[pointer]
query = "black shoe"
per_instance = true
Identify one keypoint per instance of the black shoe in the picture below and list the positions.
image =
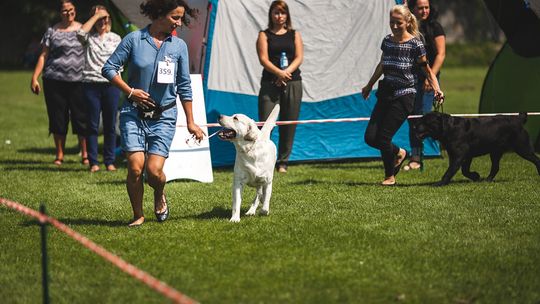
(398, 167)
(161, 217)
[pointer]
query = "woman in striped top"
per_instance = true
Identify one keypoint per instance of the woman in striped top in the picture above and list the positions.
(61, 61)
(403, 55)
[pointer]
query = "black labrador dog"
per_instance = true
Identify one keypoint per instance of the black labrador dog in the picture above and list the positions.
(465, 138)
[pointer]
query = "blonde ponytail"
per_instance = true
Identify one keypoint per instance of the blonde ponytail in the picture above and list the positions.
(412, 26)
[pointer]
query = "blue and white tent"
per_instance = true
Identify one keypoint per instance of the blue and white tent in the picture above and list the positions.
(341, 49)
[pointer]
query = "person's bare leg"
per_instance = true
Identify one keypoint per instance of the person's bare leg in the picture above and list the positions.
(135, 186)
(59, 143)
(156, 180)
(84, 150)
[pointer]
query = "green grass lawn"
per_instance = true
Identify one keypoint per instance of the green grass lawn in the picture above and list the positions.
(334, 235)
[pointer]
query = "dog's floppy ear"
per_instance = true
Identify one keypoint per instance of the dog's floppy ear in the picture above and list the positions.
(252, 133)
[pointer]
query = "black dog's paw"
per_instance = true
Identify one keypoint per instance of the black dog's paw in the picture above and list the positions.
(474, 176)
(440, 184)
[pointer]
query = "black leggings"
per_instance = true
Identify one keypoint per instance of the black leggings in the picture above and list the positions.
(386, 119)
(65, 100)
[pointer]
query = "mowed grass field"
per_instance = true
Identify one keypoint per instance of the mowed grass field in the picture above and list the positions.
(334, 235)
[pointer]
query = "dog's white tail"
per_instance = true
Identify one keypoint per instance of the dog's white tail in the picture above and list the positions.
(270, 123)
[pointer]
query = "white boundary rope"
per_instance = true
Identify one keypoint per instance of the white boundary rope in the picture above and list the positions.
(318, 121)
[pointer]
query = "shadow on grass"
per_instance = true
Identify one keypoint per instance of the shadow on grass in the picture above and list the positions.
(44, 167)
(81, 222)
(50, 150)
(398, 184)
(215, 213)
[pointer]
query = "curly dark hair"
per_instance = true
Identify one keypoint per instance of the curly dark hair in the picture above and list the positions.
(154, 9)
(433, 12)
(61, 3)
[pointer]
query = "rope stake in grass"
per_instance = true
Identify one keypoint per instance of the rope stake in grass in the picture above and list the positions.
(355, 119)
(133, 271)
(44, 258)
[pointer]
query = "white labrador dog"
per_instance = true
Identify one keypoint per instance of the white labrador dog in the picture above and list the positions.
(255, 159)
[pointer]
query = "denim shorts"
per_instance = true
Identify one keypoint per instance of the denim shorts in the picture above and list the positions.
(150, 136)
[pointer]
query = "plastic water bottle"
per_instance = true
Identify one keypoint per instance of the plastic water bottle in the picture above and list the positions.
(283, 61)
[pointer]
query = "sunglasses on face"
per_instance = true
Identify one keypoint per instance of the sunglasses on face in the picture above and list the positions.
(67, 12)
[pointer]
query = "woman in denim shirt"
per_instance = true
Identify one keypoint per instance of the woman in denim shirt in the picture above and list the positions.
(158, 72)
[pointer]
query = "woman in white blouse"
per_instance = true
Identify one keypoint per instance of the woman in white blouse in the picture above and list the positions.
(101, 97)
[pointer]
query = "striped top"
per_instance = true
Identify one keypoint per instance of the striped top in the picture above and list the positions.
(65, 61)
(400, 64)
(97, 51)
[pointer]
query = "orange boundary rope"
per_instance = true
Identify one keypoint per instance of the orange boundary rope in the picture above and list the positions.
(126, 267)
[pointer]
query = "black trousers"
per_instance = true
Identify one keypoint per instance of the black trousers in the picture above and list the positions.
(65, 100)
(386, 119)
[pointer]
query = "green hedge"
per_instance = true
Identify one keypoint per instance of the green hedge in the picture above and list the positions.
(471, 54)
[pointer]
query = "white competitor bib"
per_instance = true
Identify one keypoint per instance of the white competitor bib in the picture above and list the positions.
(165, 71)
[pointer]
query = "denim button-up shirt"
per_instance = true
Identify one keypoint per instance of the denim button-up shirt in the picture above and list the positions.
(142, 55)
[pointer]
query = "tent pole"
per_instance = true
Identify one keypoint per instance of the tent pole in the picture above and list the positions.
(205, 35)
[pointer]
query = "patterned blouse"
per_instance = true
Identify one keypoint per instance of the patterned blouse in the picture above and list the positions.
(65, 61)
(98, 50)
(400, 64)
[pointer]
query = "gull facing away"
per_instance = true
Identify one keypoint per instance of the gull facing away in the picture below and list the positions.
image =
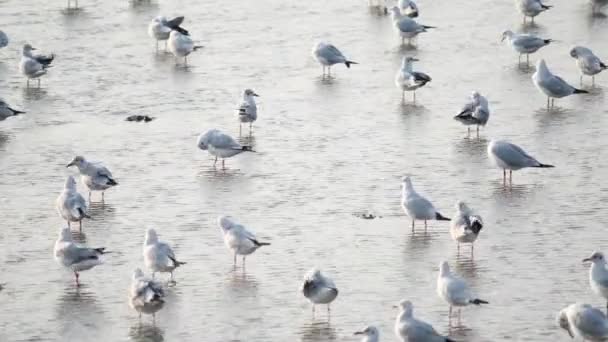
(552, 85)
(598, 275)
(319, 289)
(524, 44)
(328, 55)
(370, 334)
(531, 8)
(406, 27)
(220, 144)
(181, 45)
(34, 66)
(410, 329)
(475, 112)
(584, 321)
(70, 204)
(76, 258)
(248, 110)
(588, 63)
(409, 80)
(160, 28)
(416, 206)
(6, 111)
(158, 255)
(94, 176)
(511, 157)
(145, 295)
(455, 291)
(238, 239)
(408, 8)
(465, 225)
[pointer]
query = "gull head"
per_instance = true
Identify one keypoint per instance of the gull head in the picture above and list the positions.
(562, 321)
(370, 331)
(596, 257)
(78, 161)
(249, 92)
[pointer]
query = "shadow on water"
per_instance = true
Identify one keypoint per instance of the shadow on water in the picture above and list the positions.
(146, 332)
(318, 331)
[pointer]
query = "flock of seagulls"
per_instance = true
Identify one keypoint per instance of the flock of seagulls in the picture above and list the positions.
(147, 295)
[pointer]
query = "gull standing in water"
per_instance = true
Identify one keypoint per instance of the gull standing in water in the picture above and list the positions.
(181, 45)
(370, 334)
(319, 289)
(531, 8)
(238, 239)
(76, 258)
(220, 144)
(454, 291)
(584, 321)
(465, 225)
(160, 28)
(328, 55)
(248, 110)
(552, 85)
(588, 63)
(511, 157)
(408, 28)
(158, 255)
(145, 295)
(95, 177)
(34, 66)
(474, 112)
(6, 111)
(416, 206)
(524, 44)
(409, 80)
(598, 275)
(70, 204)
(410, 329)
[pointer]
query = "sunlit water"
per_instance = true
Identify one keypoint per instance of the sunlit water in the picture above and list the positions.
(326, 150)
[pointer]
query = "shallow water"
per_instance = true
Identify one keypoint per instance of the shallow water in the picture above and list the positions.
(326, 150)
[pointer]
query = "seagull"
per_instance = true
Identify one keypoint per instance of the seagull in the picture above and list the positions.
(319, 289)
(145, 295)
(416, 206)
(370, 334)
(409, 80)
(511, 157)
(160, 28)
(34, 66)
(220, 144)
(76, 258)
(328, 55)
(552, 85)
(465, 225)
(408, 8)
(454, 291)
(248, 110)
(474, 112)
(158, 256)
(238, 239)
(70, 204)
(524, 44)
(584, 321)
(3, 39)
(407, 27)
(94, 176)
(6, 111)
(410, 329)
(181, 45)
(587, 62)
(598, 275)
(531, 8)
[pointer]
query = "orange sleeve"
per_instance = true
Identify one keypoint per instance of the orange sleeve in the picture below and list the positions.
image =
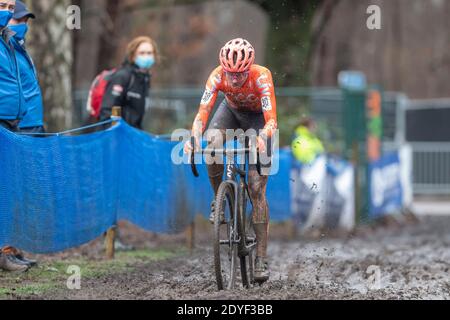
(208, 100)
(268, 102)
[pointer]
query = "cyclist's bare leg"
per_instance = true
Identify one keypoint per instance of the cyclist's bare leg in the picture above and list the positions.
(215, 170)
(260, 214)
(257, 190)
(216, 139)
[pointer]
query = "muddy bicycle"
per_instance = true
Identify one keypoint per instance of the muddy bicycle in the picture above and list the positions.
(234, 238)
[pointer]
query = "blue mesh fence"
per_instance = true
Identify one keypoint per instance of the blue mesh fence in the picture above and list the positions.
(63, 191)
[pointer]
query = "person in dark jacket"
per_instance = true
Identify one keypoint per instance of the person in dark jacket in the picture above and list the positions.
(12, 107)
(33, 118)
(129, 86)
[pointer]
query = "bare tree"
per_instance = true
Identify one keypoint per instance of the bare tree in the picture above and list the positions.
(50, 44)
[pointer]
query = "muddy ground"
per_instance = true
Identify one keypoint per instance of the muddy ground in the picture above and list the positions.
(400, 262)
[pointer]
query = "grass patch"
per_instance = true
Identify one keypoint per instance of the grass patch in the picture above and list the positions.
(50, 276)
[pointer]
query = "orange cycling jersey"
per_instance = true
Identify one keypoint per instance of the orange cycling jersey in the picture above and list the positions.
(256, 95)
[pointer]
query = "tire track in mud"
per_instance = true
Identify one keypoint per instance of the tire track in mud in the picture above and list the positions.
(406, 263)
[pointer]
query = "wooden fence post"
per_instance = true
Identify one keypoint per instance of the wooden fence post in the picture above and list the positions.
(111, 233)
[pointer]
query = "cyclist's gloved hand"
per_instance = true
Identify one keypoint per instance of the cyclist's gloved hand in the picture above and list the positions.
(188, 148)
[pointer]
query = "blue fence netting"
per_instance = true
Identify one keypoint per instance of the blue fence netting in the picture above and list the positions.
(63, 191)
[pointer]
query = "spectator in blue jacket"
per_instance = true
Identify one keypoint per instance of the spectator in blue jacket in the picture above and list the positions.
(32, 121)
(12, 102)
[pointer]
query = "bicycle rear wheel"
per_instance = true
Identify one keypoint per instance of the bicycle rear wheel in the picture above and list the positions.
(248, 262)
(225, 250)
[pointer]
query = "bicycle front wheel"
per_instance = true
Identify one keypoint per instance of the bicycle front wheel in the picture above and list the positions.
(225, 248)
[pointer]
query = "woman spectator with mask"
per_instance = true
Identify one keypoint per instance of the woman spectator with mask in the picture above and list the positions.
(129, 86)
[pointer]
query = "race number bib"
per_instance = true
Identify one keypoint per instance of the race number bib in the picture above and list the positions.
(207, 96)
(266, 104)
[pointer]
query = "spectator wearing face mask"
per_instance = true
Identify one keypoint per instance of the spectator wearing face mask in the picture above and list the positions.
(12, 104)
(129, 86)
(33, 118)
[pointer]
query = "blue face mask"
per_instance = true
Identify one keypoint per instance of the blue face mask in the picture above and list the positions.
(145, 62)
(20, 29)
(5, 16)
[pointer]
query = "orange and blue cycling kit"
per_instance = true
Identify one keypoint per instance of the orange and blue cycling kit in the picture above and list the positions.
(256, 95)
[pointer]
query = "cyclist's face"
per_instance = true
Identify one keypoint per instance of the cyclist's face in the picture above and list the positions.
(7, 5)
(237, 79)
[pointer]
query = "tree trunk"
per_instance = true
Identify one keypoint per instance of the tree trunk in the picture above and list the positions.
(50, 45)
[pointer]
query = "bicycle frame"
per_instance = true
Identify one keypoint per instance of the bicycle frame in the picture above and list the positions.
(233, 171)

=-=-=

Given request = Count the lines in the records above that contain the string "lawn", where case matters, and reply with only that number.

Solution to this problem = 2